● **Tâches à réaliser**:
1 - Pouvez-vous résumer en deux phrases l'extrait sur la procédure devant la Cour ?
2 - Pouvez-vous recopier à l'identique, dans l'extrait sur la procédure devant la Cour, le passage allant de « Il soutient que » jusqu'à « 421-7 du code de l'urbanisme. » inclus ?

● **Extrait du texte**:
__________

Procédure devant la Cour :
Par une requête enregistrée le 22 février 2018, le ministre de la cohésion des territoires demande à la Cour d'annuler le jugement n° 1506676, 1506777 du 12 décembre 2017 du tribunal administratif de Melun.
Il soutient que :
- le jugement attaqué est insuffisamment motivé au regard de l'argumentation de fait de première instance ;
- le tribunal a commis une erreur de droit et une erreur d'appréciation en considérant qu'il n'était pas établi que la décision de non-opposition à déclaration préalable du 12 septembre 2011 n'avait pas été respectée ;
- le maire a fait une exacte application de l'article L. 480-2 du code de l'urbanisme, dès lors que les travaux entrepris consistent en la réalisation d'une construction nouvelle et ont été réalisés sans permis de construire ;
- la déclaration préalable de travaux du 12 septembre 2011 était, en tout état de cause, caduque lors du commencement d'exécution des travaux litigieux, en application des dispositions de l'article R. 421-7 du code de l'urbanisme.
Par un mémoire en intervention enregistré le 4 octobre 2018, la commune de Saint-Sauveur-sur-Ecole, représentée par MeC..., demande à la Cour :
1°) d'annuler le jugement du 12 décembre 2017 du tribunal administratif de Melun ;
2°) de rejeter les conclusions présentées par Mme D...et la SCI Les prairies de Boissise devant le tribunal administratif de Melun ;
3°) de mettre à la charge solidaire de Mme D...et la SCI Les prairies de Boissise le versement d'une somme de 3 000 euros sur le fondement de l'article L. 761-1 du code de justice administrative.
Elle fait valoir que :
- la demande de première instance de la SCI Les prairies de Boissise est tardive ;
- il ne lui appartient pas de produire la déclaration préalable de travaux déposée par Mme D...le 8 septembre 2011, dès lors qu'elle n'était pas tenue d'en assurer la conservation ;
- les arrêtés interruptifs de travaux sont suffisamment motivés ;
- ils sont légalement fondés dès lors que la construction nouvelle est située au-delà de la bande de constructibilité ; cette construction ne correspond pas à celle autorisée en 2011 car l'arrêté de non-opposition n'est pas rattaché à la parcelle ZC 133 et celle-ci ne comportait pas de hangar des dimensions de celui mentionné dans la décision de non-opposition ;
- l'arrêté de non-opposition à déclaration préalable était caduc à la date de réalisation des travaux, en application des dispositions de l'article R. 424-17 du code de l'urbanisme.
Par un mémoire en défense enregistré le 18 octobre 2018, Mme D...et la société Les prairies de Boissise, représentées par MeA..., concluent au rejet de la requête et à ce que la somme de 2 000 euros soit mise à la charge de l'Etat sur le fondement de l'article L. 761-1 du code de justice administrative.

__________

● **Lignes de données**:

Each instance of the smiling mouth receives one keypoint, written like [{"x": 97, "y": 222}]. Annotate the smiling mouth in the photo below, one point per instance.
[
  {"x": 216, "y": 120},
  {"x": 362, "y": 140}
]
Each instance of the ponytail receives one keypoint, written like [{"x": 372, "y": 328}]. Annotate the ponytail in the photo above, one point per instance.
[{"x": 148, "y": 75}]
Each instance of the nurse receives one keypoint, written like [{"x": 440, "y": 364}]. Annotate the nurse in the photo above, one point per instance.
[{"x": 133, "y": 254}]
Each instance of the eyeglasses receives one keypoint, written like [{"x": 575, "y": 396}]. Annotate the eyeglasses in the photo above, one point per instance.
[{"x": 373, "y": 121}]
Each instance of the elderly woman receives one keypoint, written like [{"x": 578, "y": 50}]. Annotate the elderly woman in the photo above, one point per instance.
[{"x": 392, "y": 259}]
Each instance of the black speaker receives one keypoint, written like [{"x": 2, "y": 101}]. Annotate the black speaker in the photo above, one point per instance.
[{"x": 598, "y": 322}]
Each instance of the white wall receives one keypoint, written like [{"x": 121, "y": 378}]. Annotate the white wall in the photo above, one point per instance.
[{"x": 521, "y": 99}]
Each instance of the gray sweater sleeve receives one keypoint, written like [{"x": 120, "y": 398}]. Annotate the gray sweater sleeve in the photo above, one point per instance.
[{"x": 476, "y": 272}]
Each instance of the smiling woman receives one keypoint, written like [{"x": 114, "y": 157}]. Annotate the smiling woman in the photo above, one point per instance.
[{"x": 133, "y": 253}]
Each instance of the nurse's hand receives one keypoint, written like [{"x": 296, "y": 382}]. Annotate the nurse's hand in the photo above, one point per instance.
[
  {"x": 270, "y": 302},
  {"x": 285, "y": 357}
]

__________

● **Réponses par tâche**:
1 - Le ministre de la cohésion des territoires demande à la Cour d'annuler le jugement du 12 décembre 2017 du tribunal administratif de Melun, en soutenant notamment qu'il est insuffisamment motivé et que la déclaration préalable de travaux du 12 septembre 2011 était caduque lors du commencement des travaux. La commune de Saint-Sauveur-sur-Ecole demande elle aussi l'annulation de ce jugement, tandis que Mme D... et la société Les prairies de Boissise concluent au rejet de la requête.

2 -
Il soutient que :
- le jugement attaqué est insuffisamment motivé au regard de l'argumentation de fait de première instance ;
- le tribunal a commis une erreur de droit et une erreur d'appréciation en considérant qu'il n'était pas établi que la décision de non-opposition à déclaration préalable du 12 septembre 2011 n'avait pas été respectée ;
- le maire a fait une exacte application de l'article L. 480-2 du code de l'urbanisme, dès lors que les travaux entrepris consistent en la réalisation d'une construction nouvelle et ont été réalisés sans permis de construire ;
- la déclaration préalable de travaux du 12 septembre 2011 était, en tout état de cause, caduque lors du commencement d'exécution des travaux litigieux, en application des dispositions de l'article R. 421-7 du code de l'urbanisme.